Texto fornecido —
════════════════════

Por Carolina Mestriner

O dia 17 de maio de 1990 não foi um dia comum para uma parte importante da população mundial, formada por pessoas lésbicas, gays, bissexuais, travestis e transexuais. O século 20 estava perto do fim quando a Organização Mundial da Saúde (OMS) retirou a homossexualidade da classificação estatística internacional de doenças e problemas relacionados à saúde. Se você faz parte das novas gerações, talvez seja até difícil de acreditar porque hoje a aversão ao homossexualismo é um crime inafiançável e imprescritível no Brasil desde 2019. 

A data tornou-se então o dia oficial da luta contra a homofobia em todo o mundo, e vamos aproveitá-la para falar de algo muito importante se desenvolvendo no contexto brasileiro: o movimento LGBTI+ indígena. O novo Censo do IBGE 2022 revelou um aumento de brasileiros que se autodeclaram indígenas, chegando ao número preliminar de 1,6 milhão de pessoas. Esse crescimento se reflete em diversas dimensões da vida, pois há diversidade de etnias, de culturas, de línguas e também sexual e de gênero entre os povos originários. A luta por esse reconhecimento acontece dentro e fora das comunidades indígenas e é travada por seus próprios integrantes.

════════════════════

Dados extraídos —
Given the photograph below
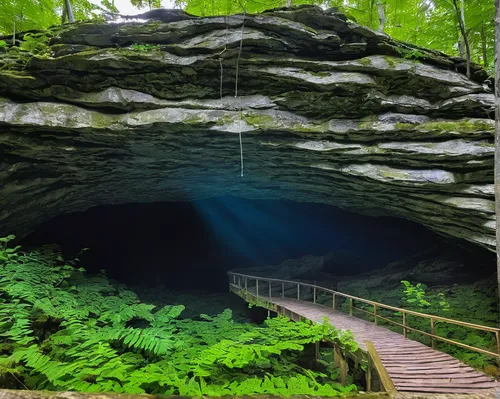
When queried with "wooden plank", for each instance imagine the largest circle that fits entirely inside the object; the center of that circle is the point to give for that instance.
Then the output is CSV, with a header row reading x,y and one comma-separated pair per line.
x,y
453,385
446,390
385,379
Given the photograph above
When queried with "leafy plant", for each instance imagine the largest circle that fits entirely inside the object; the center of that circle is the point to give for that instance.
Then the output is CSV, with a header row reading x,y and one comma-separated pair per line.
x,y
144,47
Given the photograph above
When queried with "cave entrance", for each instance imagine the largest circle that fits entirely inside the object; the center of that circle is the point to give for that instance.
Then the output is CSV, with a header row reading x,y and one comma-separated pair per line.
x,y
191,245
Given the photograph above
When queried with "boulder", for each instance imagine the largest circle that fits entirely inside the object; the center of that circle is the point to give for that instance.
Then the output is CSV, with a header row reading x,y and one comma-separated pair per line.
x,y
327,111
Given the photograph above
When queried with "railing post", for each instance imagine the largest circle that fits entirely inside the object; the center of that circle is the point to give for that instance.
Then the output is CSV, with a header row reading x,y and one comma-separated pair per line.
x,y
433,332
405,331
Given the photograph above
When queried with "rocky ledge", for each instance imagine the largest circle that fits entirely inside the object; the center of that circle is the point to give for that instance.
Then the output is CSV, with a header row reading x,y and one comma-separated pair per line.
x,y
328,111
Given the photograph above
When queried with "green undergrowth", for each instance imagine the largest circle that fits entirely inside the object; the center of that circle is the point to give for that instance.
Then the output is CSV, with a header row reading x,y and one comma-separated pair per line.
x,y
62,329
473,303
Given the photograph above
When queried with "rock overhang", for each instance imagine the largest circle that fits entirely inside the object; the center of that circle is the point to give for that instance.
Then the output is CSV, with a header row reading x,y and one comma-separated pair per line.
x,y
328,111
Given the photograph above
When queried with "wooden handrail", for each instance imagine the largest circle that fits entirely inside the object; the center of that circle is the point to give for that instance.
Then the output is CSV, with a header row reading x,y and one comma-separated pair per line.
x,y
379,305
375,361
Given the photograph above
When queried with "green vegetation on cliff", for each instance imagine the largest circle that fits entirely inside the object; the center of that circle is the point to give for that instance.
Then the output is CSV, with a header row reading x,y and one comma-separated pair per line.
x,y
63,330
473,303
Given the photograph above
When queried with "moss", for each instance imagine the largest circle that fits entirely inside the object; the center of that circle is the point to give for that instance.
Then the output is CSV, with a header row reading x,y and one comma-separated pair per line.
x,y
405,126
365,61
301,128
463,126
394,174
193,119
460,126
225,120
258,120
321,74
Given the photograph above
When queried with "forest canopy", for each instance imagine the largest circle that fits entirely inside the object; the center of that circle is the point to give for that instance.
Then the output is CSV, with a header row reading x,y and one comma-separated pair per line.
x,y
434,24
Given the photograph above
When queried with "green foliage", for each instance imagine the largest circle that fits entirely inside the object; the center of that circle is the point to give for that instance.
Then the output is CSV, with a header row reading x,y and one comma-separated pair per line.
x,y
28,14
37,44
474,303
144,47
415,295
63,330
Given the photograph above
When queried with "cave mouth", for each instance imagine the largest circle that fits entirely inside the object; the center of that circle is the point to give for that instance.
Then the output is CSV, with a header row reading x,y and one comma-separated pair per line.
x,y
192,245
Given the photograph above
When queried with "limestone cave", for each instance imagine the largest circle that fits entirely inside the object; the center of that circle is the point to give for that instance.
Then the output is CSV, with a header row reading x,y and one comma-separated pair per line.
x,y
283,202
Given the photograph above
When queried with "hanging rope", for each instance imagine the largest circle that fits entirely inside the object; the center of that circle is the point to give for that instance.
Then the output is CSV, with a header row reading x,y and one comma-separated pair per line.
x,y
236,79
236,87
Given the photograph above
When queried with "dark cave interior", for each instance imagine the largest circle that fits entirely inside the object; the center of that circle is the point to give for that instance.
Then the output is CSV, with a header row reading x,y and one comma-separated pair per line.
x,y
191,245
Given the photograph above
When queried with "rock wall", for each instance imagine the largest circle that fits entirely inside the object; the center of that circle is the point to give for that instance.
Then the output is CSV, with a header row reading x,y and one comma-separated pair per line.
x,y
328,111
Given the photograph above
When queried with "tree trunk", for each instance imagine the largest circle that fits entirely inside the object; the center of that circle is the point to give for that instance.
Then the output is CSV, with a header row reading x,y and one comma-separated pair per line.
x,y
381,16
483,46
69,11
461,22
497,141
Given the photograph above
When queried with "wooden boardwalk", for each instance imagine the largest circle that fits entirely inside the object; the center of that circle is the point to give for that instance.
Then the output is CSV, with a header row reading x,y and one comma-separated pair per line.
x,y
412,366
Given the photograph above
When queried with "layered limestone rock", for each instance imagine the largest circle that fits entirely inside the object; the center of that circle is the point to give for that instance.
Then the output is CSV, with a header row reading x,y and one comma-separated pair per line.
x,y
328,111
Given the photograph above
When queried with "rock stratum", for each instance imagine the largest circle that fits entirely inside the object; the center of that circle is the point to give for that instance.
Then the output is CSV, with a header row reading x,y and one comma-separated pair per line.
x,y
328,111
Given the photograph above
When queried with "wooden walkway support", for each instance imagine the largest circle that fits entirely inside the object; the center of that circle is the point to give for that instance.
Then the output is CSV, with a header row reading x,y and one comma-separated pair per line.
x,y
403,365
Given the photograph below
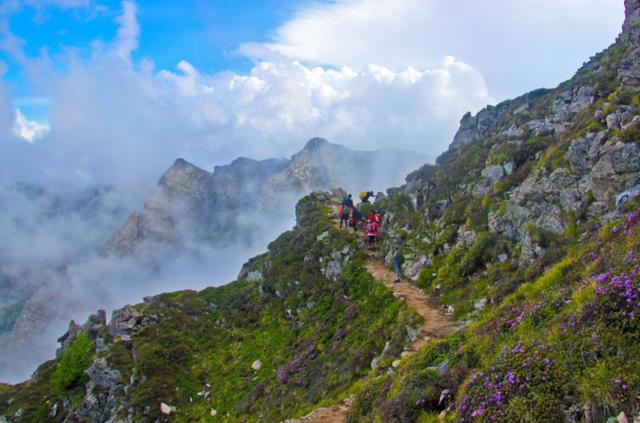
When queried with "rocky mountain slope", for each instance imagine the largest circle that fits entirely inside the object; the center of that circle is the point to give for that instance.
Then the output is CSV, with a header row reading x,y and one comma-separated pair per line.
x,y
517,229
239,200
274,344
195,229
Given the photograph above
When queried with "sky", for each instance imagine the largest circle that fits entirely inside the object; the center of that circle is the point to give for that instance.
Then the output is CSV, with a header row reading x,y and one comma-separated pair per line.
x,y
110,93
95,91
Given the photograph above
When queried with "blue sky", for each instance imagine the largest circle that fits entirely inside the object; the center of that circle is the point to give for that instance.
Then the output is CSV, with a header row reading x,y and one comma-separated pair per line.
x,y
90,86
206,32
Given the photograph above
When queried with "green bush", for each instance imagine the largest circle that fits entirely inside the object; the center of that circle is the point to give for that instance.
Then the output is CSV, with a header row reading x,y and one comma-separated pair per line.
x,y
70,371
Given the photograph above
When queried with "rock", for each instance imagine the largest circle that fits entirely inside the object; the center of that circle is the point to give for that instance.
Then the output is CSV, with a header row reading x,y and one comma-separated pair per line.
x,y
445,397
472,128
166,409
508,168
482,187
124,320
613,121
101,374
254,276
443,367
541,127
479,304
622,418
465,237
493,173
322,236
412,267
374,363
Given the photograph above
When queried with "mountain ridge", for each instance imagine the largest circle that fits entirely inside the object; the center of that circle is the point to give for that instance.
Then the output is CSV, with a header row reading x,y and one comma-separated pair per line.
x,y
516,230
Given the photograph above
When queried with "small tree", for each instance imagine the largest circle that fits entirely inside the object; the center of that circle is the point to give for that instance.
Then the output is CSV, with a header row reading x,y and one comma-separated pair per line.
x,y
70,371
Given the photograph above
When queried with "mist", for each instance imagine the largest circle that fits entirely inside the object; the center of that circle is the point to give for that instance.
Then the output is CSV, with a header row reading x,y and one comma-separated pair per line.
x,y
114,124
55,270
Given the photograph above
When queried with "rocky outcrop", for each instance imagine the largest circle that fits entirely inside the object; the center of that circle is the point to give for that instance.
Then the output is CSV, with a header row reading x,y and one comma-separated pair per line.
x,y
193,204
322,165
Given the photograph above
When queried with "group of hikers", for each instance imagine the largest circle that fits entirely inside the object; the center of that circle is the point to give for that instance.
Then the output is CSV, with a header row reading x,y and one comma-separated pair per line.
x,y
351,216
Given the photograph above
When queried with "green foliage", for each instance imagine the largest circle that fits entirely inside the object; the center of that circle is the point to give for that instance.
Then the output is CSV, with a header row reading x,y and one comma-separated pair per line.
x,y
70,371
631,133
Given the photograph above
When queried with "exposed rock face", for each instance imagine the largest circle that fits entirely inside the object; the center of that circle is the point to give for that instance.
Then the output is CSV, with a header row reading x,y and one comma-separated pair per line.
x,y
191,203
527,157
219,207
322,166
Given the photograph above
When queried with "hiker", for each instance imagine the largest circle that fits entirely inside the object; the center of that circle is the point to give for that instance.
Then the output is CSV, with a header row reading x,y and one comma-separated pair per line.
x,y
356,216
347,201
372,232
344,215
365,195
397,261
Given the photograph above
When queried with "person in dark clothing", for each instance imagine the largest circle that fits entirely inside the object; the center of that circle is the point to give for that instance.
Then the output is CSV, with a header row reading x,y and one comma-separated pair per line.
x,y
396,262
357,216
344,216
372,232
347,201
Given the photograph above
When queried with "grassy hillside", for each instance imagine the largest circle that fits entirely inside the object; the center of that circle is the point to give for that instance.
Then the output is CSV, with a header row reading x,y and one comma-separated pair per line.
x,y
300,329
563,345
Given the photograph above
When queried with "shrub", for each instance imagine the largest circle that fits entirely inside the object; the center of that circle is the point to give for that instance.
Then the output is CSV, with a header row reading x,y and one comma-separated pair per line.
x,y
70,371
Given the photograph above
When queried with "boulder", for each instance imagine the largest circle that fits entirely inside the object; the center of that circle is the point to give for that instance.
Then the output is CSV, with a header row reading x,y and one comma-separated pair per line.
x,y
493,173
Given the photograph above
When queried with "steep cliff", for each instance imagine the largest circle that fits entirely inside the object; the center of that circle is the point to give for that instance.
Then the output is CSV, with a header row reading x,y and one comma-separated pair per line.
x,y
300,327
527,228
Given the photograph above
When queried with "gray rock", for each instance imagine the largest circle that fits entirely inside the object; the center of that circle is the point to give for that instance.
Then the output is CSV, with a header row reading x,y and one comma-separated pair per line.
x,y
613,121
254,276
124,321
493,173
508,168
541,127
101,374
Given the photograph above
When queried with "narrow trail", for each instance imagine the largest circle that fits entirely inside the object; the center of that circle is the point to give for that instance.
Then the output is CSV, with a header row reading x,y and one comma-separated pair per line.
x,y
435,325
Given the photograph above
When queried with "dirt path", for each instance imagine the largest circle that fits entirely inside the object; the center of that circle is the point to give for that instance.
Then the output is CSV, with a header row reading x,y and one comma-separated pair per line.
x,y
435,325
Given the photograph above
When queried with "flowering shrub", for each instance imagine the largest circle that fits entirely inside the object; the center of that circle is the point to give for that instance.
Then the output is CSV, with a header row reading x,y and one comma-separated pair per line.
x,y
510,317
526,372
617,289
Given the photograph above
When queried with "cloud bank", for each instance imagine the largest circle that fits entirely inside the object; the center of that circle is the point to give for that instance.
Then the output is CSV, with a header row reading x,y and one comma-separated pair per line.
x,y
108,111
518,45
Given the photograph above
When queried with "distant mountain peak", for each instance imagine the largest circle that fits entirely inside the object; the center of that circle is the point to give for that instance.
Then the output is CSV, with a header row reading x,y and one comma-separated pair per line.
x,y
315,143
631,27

════════════════════

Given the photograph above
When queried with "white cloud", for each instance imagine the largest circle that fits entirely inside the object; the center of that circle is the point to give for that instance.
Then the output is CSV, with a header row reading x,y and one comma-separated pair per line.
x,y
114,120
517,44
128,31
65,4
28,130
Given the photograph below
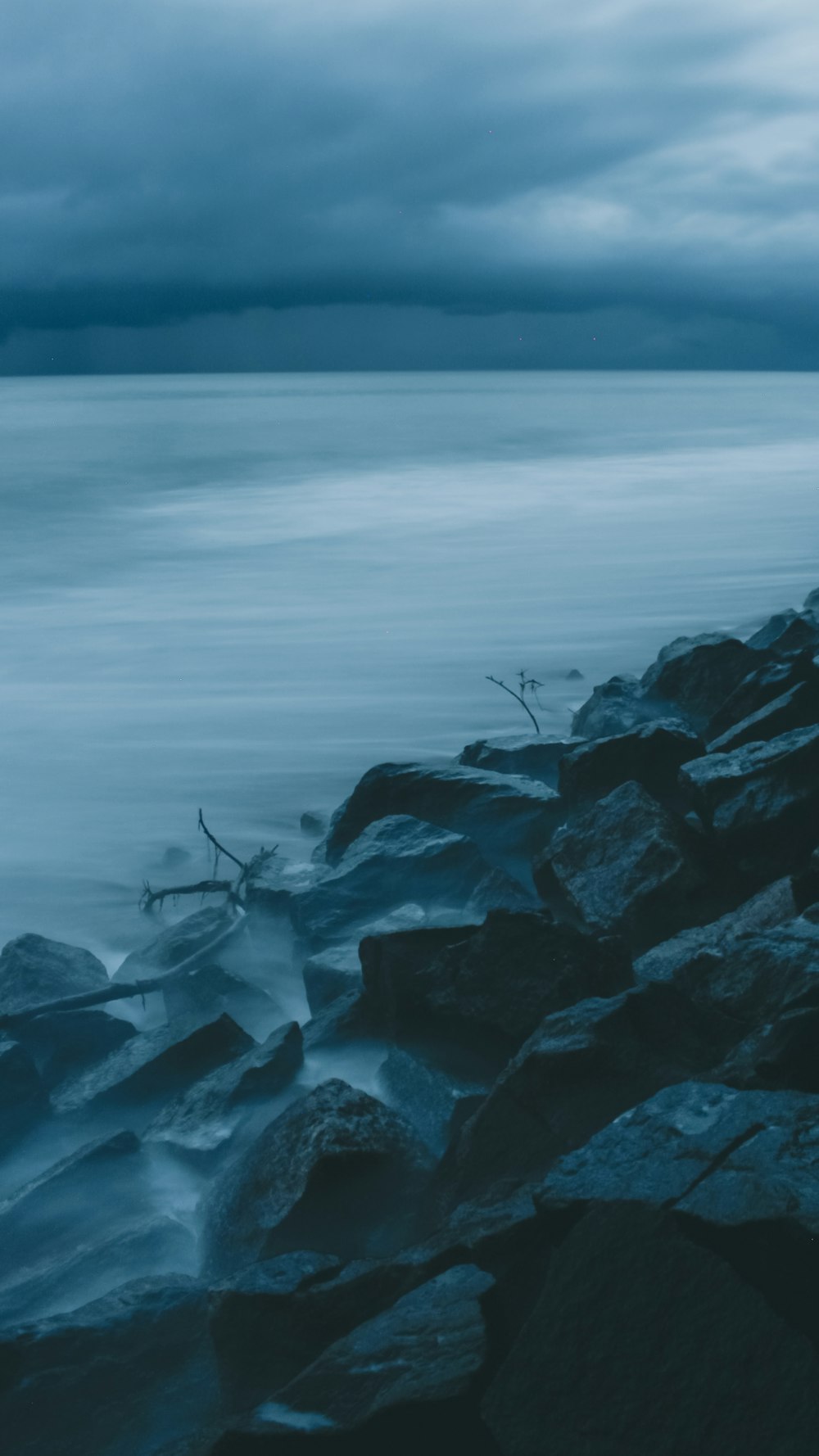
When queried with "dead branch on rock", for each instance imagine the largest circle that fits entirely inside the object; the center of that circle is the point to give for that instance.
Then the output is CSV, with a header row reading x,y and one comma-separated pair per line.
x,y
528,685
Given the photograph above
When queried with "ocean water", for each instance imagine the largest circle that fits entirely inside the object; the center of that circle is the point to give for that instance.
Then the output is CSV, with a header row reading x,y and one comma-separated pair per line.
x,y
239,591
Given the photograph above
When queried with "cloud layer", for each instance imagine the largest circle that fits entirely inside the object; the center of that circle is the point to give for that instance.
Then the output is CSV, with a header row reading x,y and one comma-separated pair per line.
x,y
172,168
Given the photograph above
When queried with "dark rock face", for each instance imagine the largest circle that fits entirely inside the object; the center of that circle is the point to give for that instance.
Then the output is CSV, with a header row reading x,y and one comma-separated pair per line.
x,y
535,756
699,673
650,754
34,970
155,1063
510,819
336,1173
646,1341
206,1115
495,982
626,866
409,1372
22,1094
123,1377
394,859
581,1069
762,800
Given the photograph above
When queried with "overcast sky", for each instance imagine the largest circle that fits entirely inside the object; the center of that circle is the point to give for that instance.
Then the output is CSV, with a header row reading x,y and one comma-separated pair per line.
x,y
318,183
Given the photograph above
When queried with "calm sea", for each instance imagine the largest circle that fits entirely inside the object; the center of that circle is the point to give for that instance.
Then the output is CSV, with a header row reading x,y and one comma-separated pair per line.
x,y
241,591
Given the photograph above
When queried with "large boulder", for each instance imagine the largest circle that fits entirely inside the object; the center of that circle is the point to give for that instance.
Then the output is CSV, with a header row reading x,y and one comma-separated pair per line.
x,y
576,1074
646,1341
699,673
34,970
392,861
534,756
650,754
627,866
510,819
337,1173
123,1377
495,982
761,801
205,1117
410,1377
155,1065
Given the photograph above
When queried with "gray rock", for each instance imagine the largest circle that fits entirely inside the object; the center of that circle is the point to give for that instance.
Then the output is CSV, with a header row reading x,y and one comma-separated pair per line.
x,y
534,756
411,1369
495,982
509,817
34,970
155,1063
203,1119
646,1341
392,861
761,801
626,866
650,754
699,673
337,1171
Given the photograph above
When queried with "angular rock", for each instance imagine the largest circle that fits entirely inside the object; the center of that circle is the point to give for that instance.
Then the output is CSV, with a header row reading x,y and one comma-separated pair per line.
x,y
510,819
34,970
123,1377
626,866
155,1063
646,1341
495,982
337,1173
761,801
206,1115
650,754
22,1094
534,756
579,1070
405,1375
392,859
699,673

════════════════════

Requisitos do exercício —
1 > Segundo o texto sobre o movimento LGBTI+ indígena, em que data a OMS retirou a homossexualidade da classificação internacional de doenças?
2 > Reescreva o trecho do texto sobre o movimento LGBTI+ indígena de "A data tornou-se" a "seus próprios integrantes.", trocando "diversidade" por "pluralidade".
3 > Continue o texto sobre o movimento LGBTI+ indígena a partir do ponto em que ele termina.
Os itens não têm nenhum papel nesta atividade.

Respostas por tarefa —
1 > Em 17 de maio de 1990.

2 >
A data tornou-se então o dia oficial da luta contra a homofobia em todo o mundo, e vamos aproveitá-la para falar de algo muito importante se desenvolvendo no contexto brasileiro: o movimento LGBTI+ indígena. O novo Censo do IBGE 2022 revelou um aumento de brasileiros que se autodeclaram indígenas, chegando ao número preliminar de 1,6 milhão de pessoas. Esse crescimento se reflete em diversas dimensões da vida, pois há pluralidade de etnias, de culturas, de línguas e também sexual e de gênero entre os povos originários. A luta por esse reconhecimento acontece dentro e fora das comunidades indígenas e é travada por seus próprios integrantes.

3 >
Uma das representantes mais atuantes do movimento LGBTI+ indígena é Yakecan Potyguara, uma jovem atriz e ativista indígena da aldeia de São José, na cidade de Crateús, Ceará. Educadora, palestrante, lésbica e cofundadora do Coletivo Caboclas Indígenas LGBTI+. Também participa de movimentos sociais, como o MST, Levante da Juventude e Via Campesina LGBTI. Yakecan milita pelo empoderamento, protagonismo e pela visibilidade dos indígenas nas questões de gênero, sexualidade e identidade, entre outras ações de cunho sociopolítico. Tem utilizado o audiovisual como linguagem e ferramenta nessas batalhas, com três curtas na bagagem e outro em andamento. Também está no curso de Agropecuária do Instituto Federal de Educação, Ciência e Tecnologia do Ceará (IFCE) e trabalhando na organização do 1º Seminário LGBTI+ Indígena Sertão de Crateús, sob o tema: Diversidade e Identidade de Gênero. 

O Coletivo Caboclas na qual Yakecan atua é formado por 15 mulheres de diferentes territórios, mas com uma pauta comum: a luta por voz e visibilidade para indígenas LGBTI+. Junto com o Coletivo Tybyra, conquistaram uma vitória importante no dia 19 de abril, quando viram protocolado o projeto de lei que propõe a inclusão de Tibira do Maranhão, considerado  a primeira vítima de homofobia no Brasil ao ser morto em 1614 por um tiro de canhão, no Livro dos Heróis e Heroínas da Pátria.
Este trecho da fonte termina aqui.